* What you have to do
Retype all of the entries precisely.

═════ Given records ═════

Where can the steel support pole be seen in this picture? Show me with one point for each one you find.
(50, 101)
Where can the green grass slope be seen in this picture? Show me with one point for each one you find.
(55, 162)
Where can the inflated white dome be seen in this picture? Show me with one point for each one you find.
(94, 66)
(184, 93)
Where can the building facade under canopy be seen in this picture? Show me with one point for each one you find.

═════

* Task output
Where can the steel support pole be seen in this picture? Show me with one point for each one you find.
(50, 101)
Where can the green grass slope be seen in this picture? Show me with one point for each one you find.
(55, 162)
Where can the inflated white dome be seen in this picture? Show me with one point for each one you find.
(94, 66)
(184, 93)
Where can the building facade under canopy be seen in this picture? Show me with one point for each one you find.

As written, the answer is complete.